[Assignment 1]
In the passage on Newcastle disease virus, which methods were used to measure the gene and protein expression levels of MMP-14 in infected chicken PBMCs?
[Assignment 2]
Reproduce word for word the stretch of the passage on Newcastle disease virus from "Assay of extracellular" through "virus in vitro.".

[Passage]
-- Opening Marker --
Assay of extracellular matrix degradation and transmigration of chicken peripheral blood mononuclear cells after infection with genotype VII Newcastle disease virus in vitro.

Previous studies showed that, compared to genotype IV Newcastle disease virus (NDV), genotype VII NDV induced extensive extracellular matrix (ECM) degradation by up-regulating the protein expression of matrix metalloproteinase (MMP)-14 in chicken spleens. To investigate potential relationship between MMP-14 function and the ECM degradation, an in vitro peripheral blood mononuclear cells (PBMCs) infection model was established to study the effect of genotype VII NDV (JS5/05) infection on MMP-14 expression, ECM degradation and cell transmigration. The gene and protein expression levels of MMP-14 in NDV-infected chicken PBMCs were measured by quantitative real-time PCR (qRT-PCR) and Western blot, and the subcellular location of MMP-14 was analyzed using immunofluorescence microscopy. A fluorescence-based collagen degradation assay was optimized to measure ECM degradation in PBMCs. Additionally, parameters of a transwell-based transmigration assay were also optimized to determine chemotaxis and transmigration of virus-infected PBMCs. The results showed that JS5/05 up-regulated significantly the expression of MMP-14 in PBMCs at the mRNA and protein levels compared to genotype IV NDV (Herts/33). MMP-14 was transported towards the membrane and accumulated on the cell surface of the JS5/05-infected cells, whereas it remained mainly in the cytoplasm of the Herts/33-infected cells. Collagen degradation assay showed that JS5/05-infected cells exhibited significant collagen degradation compared to the Herts/33-infected cells, and the areas of collagen degradation co-localized with cell surface MMP-14 in the JS5/05-infected cells. The transwell-based transmigration system showed that the transmigration of the JS5/05-infected PBMCs was enhanced significantly compared to the Herts/33-infected cells. These results demonstrated that genotype VII NDV induced up-regulation and surface accumulation of MMP-14 in PBMCs, leading to enhanced ECM degradation and cell migration, and the assays optimized for this study were useful for investigating the regulation of cell behaviour by NDV.
-- Closing Marker --
[Data for review]
-- Opening Marker --
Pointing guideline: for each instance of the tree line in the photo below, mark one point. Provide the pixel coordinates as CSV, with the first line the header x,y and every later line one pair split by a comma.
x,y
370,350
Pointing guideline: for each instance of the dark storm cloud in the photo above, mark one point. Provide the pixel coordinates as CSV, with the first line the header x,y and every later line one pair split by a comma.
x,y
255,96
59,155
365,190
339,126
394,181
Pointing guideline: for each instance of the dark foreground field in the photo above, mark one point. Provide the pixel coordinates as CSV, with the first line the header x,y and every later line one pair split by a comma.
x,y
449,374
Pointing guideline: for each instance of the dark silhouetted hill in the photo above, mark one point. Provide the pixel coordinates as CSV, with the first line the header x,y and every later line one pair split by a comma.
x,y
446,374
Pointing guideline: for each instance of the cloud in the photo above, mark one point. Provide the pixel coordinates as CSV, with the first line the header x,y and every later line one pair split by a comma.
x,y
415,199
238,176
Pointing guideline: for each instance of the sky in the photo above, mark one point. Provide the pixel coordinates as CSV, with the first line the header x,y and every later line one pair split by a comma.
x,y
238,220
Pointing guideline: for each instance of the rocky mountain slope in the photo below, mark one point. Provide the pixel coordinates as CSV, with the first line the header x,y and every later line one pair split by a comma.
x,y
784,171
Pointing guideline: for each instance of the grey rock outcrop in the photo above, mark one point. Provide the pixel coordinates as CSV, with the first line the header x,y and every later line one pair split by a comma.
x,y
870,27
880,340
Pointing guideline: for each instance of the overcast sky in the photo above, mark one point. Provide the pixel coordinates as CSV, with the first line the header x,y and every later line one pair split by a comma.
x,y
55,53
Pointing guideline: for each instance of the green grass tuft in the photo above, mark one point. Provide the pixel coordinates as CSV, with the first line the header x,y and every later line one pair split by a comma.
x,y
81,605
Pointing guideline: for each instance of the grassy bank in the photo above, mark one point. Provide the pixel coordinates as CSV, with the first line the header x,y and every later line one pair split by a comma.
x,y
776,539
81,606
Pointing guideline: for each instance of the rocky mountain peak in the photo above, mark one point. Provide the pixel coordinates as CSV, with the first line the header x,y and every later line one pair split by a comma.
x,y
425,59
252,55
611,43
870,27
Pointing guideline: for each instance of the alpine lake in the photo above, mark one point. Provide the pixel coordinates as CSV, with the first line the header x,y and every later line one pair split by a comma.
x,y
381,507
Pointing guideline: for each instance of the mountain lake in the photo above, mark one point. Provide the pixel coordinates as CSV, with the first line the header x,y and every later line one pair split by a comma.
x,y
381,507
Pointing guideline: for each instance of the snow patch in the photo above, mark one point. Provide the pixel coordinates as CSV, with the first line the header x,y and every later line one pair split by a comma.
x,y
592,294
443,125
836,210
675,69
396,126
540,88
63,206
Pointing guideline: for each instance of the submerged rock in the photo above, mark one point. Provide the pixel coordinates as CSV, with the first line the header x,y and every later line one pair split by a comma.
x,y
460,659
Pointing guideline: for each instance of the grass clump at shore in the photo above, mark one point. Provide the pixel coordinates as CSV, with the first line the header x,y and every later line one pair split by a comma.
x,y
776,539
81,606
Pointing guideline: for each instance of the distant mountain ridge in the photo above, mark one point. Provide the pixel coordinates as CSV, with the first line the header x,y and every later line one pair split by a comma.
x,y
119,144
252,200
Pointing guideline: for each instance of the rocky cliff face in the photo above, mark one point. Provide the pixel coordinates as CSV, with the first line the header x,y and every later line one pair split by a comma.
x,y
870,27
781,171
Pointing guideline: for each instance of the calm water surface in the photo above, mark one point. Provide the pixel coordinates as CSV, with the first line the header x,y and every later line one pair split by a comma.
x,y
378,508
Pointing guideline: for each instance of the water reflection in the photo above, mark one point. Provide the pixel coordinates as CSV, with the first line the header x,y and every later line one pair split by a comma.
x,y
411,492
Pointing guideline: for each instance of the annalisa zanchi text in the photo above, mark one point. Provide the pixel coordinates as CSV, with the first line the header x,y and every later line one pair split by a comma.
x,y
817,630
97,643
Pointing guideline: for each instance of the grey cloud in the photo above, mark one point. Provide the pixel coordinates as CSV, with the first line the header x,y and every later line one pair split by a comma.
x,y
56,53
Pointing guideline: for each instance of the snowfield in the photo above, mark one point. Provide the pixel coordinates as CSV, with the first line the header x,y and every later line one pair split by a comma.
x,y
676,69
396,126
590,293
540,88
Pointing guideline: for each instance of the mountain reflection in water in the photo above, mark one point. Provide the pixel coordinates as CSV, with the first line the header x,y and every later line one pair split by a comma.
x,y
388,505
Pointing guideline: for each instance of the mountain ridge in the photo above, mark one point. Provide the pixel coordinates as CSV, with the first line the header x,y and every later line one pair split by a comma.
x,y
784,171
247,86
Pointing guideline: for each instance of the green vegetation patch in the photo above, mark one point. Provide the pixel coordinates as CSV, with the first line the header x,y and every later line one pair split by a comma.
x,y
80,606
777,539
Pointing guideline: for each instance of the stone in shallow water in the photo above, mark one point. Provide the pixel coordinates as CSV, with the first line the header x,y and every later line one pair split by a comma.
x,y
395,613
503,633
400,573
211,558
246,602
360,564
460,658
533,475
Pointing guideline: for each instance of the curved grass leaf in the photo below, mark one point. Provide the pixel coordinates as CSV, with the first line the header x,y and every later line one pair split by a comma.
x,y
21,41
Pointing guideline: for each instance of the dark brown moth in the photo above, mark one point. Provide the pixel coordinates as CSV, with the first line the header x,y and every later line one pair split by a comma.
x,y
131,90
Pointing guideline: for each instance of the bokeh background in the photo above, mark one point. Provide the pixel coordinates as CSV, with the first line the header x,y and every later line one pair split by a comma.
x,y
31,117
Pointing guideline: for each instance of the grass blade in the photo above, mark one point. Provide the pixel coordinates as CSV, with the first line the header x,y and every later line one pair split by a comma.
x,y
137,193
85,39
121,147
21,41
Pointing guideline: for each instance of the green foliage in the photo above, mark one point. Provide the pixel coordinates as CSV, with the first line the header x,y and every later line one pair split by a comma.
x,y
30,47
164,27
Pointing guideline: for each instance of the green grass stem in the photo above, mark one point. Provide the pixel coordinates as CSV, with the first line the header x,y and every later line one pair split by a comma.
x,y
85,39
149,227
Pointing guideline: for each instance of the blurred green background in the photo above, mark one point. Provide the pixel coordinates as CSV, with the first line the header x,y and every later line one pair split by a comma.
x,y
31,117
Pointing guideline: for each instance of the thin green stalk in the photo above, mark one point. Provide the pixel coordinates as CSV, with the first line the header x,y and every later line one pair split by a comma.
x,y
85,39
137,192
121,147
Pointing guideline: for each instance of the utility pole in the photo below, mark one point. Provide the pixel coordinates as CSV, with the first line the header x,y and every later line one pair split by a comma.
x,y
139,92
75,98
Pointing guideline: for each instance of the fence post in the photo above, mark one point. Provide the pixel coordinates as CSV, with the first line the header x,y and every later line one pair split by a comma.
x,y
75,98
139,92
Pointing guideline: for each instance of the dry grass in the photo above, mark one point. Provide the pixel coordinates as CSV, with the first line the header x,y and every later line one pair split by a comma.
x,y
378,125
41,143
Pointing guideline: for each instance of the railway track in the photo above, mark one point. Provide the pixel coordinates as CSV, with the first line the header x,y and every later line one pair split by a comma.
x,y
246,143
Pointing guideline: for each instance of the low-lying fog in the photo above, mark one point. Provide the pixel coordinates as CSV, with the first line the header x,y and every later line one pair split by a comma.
-- Closing Marker --
[Task answer 1]
Quantitative real-time PCR (qRT-PCR) and Western blot.

[Task answer 2]
Assay of extracellular matrix degradation and transmigration of chicken peripheral blood mononuclear cells after infection with genotype VII Newcastle disease virus in vitro.